• _Stated task_: Convert the stretch of the records below, from their start through the line containing "xmin=188 ymin=151 xmax=206 ymax=191", into a Markdown table with two columns, No. and Text. Give each non-blank line its own row with its running number.

== Given records

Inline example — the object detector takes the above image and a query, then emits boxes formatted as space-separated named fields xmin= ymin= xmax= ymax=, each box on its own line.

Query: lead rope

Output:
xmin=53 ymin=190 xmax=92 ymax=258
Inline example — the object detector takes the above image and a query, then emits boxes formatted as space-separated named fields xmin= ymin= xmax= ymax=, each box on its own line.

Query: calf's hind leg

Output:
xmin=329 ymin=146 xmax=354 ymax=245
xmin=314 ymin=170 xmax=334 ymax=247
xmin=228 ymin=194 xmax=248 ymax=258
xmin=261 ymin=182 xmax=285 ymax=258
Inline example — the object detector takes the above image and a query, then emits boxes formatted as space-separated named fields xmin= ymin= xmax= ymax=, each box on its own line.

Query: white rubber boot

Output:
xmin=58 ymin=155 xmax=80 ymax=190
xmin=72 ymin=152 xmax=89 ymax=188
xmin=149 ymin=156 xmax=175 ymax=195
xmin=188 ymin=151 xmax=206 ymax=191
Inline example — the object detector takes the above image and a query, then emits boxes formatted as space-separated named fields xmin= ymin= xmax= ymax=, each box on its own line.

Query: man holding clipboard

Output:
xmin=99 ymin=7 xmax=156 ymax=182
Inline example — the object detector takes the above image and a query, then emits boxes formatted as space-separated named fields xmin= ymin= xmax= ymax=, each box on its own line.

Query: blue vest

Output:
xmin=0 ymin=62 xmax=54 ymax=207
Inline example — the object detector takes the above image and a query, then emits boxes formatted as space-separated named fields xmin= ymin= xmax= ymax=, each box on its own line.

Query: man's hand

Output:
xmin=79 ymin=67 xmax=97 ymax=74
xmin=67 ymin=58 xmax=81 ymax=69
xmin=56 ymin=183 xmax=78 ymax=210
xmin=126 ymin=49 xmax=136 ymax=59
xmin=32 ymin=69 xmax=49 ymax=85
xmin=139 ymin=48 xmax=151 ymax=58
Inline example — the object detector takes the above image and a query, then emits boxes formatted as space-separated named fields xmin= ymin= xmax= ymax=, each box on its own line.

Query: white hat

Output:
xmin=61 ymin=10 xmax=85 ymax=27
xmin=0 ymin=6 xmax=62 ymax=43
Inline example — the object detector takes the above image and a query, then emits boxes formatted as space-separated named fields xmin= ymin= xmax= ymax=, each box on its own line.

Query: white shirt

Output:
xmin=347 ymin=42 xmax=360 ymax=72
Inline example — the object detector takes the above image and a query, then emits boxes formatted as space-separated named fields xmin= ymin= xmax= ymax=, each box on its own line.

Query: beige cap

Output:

====

• _Written answer_:
| No. | Text |
|---|---|
| 1 | Inline example — the object detector takes the above image and a query, then emits boxes formatted as space-separated named fields xmin= ymin= xmax= ymax=, each box on its own line. |
| 2 | Query: lead rope |
| 3 | Output: |
| 4 | xmin=53 ymin=190 xmax=92 ymax=258 |
| 5 | Inline example — the object detector takes the above image and a query, then emits boxes formatted as space-separated named fields xmin= ymin= xmax= ymax=, each box on its own line. |
| 6 | Query: calf's hind leg |
| 7 | Output: |
| 8 | xmin=329 ymin=146 xmax=354 ymax=245 |
| 9 | xmin=314 ymin=170 xmax=334 ymax=247 |
| 10 | xmin=228 ymin=194 xmax=248 ymax=258 |
| 11 | xmin=261 ymin=182 xmax=285 ymax=258 |
| 12 | Inline example — the object detector takes the above image and a query, then emits boxes formatted as space-separated named fields xmin= ymin= xmax= ymax=, each box on its own line. |
| 13 | Query: white rubber boot |
| 14 | Output: |
| 15 | xmin=58 ymin=155 xmax=80 ymax=190 |
| 16 | xmin=72 ymin=152 xmax=89 ymax=188 |
| 17 | xmin=149 ymin=156 xmax=175 ymax=195 |
| 18 | xmin=188 ymin=151 xmax=206 ymax=191 |